Edythe Perlick

Edythe Perlick
Edythe Perlick.jpg
All-American Girls Professional Baseball League
Left fielder
Born: (1922-12-12)December 12, 1922
Chicago, Illinois
Died: February 27, 2003(2003-02-27) (aged 80)
Pompano Beach, Florida
Batted: Right Threw: Right
Career statistics
Games played 851
Runs 441
Home runs  18
Runs batted in 392
Stolen bases 481
Batting average.230
  (761-for-3302)
Teams
Career highlights and awards

Edythe Perlick [Edie] (December 12, 1922 – February 27, 2003) was a left fielder who played from 1943 through 1950 in the All-American Girls Professional Baseball League. Listed at 5 ft 3 in (1.60 m), 128 lb., she batted and threw right-handed.

Overview profile

Perlick has been listed as one of the Top 20 AAGPBL Players of All Time, according to baseball researcher Sharon L. Roepke.[1] A three-time All-Star, Perlick is often described as a multifaceted five-tool player. She was able to hit for average and power, was a smart and speedy baserunner, and combined fielding abilities with a strong and accurate throwing arm.

Early life

A native of Chicago, Illinois, Perlick grew up in a German family in northwestern Chicago. Her father worked as an accountant. She had one sister, Jean, and a brother, Allan. At age 12, Perlick played volleyball and fast-pitch softball in the Chicago city leagues. She later competed in softball tournaments after graduating from high school and attended teachers college for one year.[2]

Birth of the AAGPBL

In February 1943, Philip K. Wrigley founded the All-American Girls League. Wrigley, a chewing gum manufacturer and owner of the Chicago Cubs Major League Baseball club, materialized his idea as a promotional sideline to maintain interest in baseball as the World War II military draft was depleting major-league rosters of first-line players. Ann Harnett became the first girl signed by the league for its inaugural season, being followed by Claire Schillace, Perlick and Shirley Jameson.[3]

AAGPBL career

Perlick enjoyed many firsts in her illustrious baseball career. She was one of the original 60 players in the league, and her team, the Racine Belles, won the first AAGPBL Championship Title in 1943, defeating the Kenosha Comets three games to none. She also became the first left fielder to be included in the All-Star Team, a distinction that she repeated in 1947 and 1948.[4]

In an eight-season career, Perlick was a .240 hitter in a pitching-dominated league. In her rookie season, she batted a career-best .268, which was the league's 12th highest average among regular players. She collected 481 stolen bases in her career, but perhaps her best quality was her timely hitting in clutch situations. Usually, she led the Belles in runs batted in, driving in a career-high 63 runs in 1944 to set a Racine season-record, leading again led the Belles in 1945 (41), 1948 (51), 1949 (41) and 1950 (59). She averaged 49 RBI in each of her eight seasons, and her 392 career RBI ranks her sixth in the All-Time list.

**********

# [Written request]
Return the part of the Edythe Perlick article starting with "Perlick has been" and going on through "accurate throwing arm.", copied word for word.

(Rows from a pointing dataset)
**********

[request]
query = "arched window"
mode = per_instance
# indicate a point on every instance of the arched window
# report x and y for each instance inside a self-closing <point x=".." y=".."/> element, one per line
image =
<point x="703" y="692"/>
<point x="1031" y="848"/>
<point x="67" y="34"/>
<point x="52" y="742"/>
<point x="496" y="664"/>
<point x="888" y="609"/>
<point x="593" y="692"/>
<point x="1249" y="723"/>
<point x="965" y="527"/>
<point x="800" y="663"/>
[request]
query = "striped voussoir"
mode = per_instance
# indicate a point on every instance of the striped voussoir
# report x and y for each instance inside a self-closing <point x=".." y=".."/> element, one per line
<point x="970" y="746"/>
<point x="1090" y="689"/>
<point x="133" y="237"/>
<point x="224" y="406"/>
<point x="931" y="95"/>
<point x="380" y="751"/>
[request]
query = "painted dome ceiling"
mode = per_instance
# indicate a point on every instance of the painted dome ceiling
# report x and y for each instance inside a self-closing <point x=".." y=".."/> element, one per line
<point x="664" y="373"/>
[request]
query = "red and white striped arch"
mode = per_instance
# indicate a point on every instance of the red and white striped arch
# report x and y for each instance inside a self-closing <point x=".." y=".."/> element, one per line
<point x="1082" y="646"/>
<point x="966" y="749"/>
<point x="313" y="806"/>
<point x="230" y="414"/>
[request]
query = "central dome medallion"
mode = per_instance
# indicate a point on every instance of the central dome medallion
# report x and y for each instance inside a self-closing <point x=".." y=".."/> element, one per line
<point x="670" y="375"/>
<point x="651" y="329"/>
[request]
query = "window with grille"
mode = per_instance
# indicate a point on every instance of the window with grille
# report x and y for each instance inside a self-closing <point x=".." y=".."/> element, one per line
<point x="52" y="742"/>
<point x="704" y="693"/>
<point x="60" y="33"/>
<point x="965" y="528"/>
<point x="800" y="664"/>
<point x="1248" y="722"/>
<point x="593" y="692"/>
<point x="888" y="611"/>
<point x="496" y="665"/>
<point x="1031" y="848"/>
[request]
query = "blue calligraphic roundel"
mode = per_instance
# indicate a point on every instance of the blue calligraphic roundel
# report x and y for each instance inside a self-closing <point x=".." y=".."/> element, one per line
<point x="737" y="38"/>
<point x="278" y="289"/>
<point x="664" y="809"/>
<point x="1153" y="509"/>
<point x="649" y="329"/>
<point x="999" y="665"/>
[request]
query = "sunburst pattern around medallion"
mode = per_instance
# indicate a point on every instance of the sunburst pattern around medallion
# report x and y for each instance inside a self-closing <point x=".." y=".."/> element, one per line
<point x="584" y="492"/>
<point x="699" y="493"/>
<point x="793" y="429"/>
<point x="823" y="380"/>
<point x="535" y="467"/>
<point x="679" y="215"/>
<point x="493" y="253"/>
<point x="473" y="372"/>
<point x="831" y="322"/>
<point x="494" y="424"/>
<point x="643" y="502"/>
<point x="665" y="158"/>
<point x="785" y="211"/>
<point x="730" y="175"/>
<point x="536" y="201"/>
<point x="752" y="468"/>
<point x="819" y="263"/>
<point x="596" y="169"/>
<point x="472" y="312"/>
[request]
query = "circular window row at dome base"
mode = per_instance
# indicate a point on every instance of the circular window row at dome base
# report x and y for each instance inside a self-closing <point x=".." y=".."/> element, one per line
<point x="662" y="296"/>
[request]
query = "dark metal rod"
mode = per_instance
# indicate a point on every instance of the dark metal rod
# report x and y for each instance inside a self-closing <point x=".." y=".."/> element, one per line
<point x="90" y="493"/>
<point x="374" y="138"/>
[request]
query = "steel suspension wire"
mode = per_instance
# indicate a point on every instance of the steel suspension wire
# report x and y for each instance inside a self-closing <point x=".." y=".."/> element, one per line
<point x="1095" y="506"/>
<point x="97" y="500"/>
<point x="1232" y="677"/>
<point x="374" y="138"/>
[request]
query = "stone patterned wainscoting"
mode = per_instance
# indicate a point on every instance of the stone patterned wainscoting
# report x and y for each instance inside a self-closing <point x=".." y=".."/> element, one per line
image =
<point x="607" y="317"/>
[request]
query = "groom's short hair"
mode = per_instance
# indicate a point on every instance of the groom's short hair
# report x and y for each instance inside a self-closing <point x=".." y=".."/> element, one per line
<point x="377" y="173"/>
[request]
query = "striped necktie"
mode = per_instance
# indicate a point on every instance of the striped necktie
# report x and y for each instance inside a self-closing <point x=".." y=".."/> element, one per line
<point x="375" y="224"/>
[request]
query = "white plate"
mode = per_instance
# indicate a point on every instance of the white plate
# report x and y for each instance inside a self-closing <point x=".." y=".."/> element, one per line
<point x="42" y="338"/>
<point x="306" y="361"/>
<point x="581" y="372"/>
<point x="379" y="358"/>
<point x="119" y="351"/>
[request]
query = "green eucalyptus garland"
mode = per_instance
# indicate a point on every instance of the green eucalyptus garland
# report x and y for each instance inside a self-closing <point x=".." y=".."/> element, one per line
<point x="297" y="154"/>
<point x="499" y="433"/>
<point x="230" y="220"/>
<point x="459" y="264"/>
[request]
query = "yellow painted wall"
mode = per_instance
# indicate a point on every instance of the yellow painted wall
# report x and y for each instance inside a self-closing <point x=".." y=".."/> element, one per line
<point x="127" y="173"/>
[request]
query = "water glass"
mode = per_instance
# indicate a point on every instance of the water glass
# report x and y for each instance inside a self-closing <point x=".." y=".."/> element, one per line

**********

# [Task output]
Perlick has been listed as one of the Top 20 AAGPBL Players of All Time, according to baseball researcher Sharon L. Roepke.[1] A three-time All-Star, Perlick is often described as a multifaceted five-tool player. She was able to hit for average and power, was a smart and speedy baserunner, and combined fielding abilities with a strong and accurate throwing arm.